═══ Excerpted text

We need to show our children that the way we grow, change, and develop through life are strongly infl uenced by the choices we make. Our children need to have a strong sense of ‘the kind of me I’d like to be’.
When I was growing up my mantra was ‘to be the best teacher’, then my mantra transformed into ‘wanting to redefine and transform education in India’. I encourage all children to have a personal mantra that is authentic but can evolve when required. This personal mantra acts as a roadmap to where they would want to go. To make it a commitment to themselves, I ask them to write the mantra down. The Beatles, when they were just a garage band had a mantra to be ‘Bigger than Elvis’. I often talk to children about not following the herd and succumbing to peer pressure. When one follows the pack, one is rarely true to oneself. We need to parent our children to recognize and celebrate the unique beauty within themselves and others so that they become RESPONSE-ABLE—able to consciously and mindfully choose behaviours prompted by a deep sense of being connected with all of life rather than those prompted by a sense of self as being separate. We need to encourage our children to see the ‘oneness’ of the universe and to understand the interdependency of all living things.
At the age of 12, I cut myself with a kitchen knife. I naturally went to my older 16-year-old brother with my blood splattered hands. He just shrugged and went about doing whatever he was doing. My younger brother, who was strolling by, rushed to my assistance, got help, and sat by my side, crying at the pain he knew I was feeling. Interestingly, when my older brother was growing up, my mother was more stressed with work and spent less time with him. She also felt more ‘emotionally ready’ for motherhood while having my younger brother. My older brother grew up largely in the care of a servant, while my younger brother grew up in the care of our mother. I think that has a lot to do with how they turned out. Dr Lipton, in his book Biology of Belief, maintains that genes play a role in who we are but so do our experiences, which encourage some genes to turn on and others to remain dormant. So, two brothers with perhaps a similar genetic code can be as different as chalk and cheese behaviourally.
This made me think. Can empathy be learnt? Should it be taught in schools and be made just as important a part of the curriculum as math and science? There is another vital reason we should teach our children to be empathetic. Because of science. Happiness and emotions associated with doing a good deed creates an emotional reaction in our bodies and brain—increasing the production of dopamine. At our schools we link this with our curriculum. For example, in Grade II when children learn about ‘senses’, they visit a school for the blind. They learn how Braille works and are involved in raising money (through their own labour) and purchasing Braille kits for children. Children get something out of it—something that lasts longer than the great feelings they experience during the act of giving.
Doing ‘good’ improves a child’s self-esteem, and generally makes a child a well-rounded person. But there is also a more tangible, physical benefit to doing good. Doing good can actually improve one’s health. Here’s how.

══════
═══ Records shown

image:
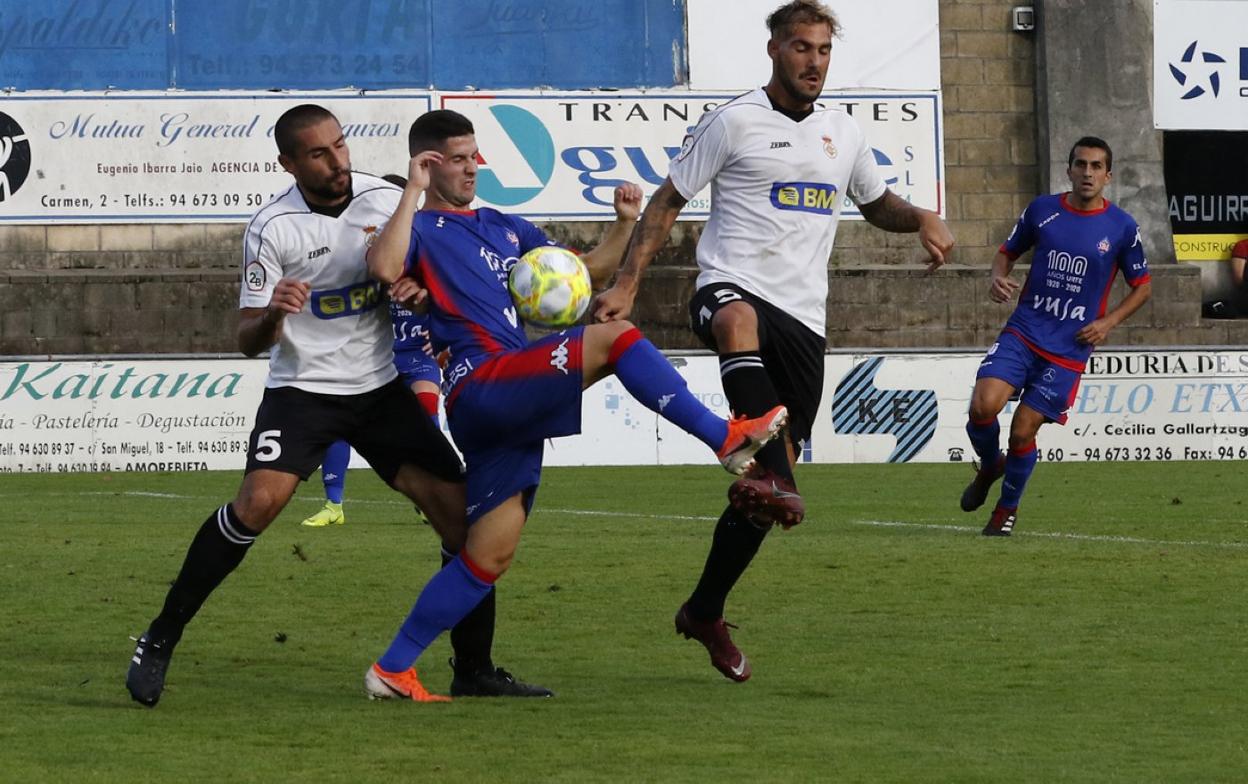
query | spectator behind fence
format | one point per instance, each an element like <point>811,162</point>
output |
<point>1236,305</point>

══════
═══ Records shown

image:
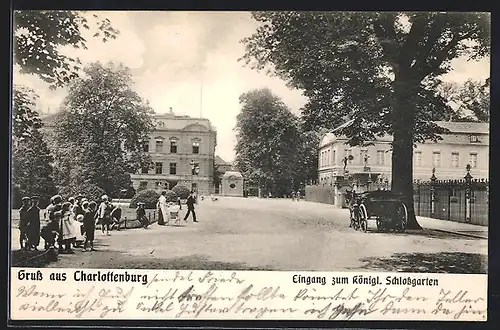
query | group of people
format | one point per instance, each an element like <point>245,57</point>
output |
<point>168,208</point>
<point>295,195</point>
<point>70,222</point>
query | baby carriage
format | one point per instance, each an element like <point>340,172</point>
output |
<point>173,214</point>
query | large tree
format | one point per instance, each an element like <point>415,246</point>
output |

══════

▶ [Directions]
[1] Rewrite the paragraph of the passage on raising children that begins "This made me think" as a short bulleted list, keeping its main facts.
[2] Answer these questions from the passage on raising children, one line each:
(a) What was the Beatles' mantra when they were a garage band?
(b) How old was the author's older brother when the author cut a hand with a kitchen knife at age 12?
(c) Which substance does doing a good deed increase in the body and brain?
[3] Copy out the part of the passage on raising children starting with "Doing ‘good’ improves" and going on through "health. Here’s how.".

▶ [Your responses]
[1]
- The author asks whether empathy can be learned, and whether schools should teach it as seriously as math and science.
- Another reason to teach empathy is scientific: the happiness of doing a good deed increases dopamine production.
- The author's schools link this to the curriculum.
- When Grade II children study "senses," they visit a school for the blind, learn how Braille works, and buy Braille kits for children with money they raise by their own labor.
- The children gain something that lasts longer than the good feelings of giving.

[2]
(a) To be "Bigger than Elvis."
(b) 16.
(c) Dopamine.

[3]
Doing ‘good’ improves a child’s self-esteem, and generally makes a child a well-rounded person. But there is also a more tangible, physical benefit to doing good. Doing good can actually improve one’s health. Here’s how.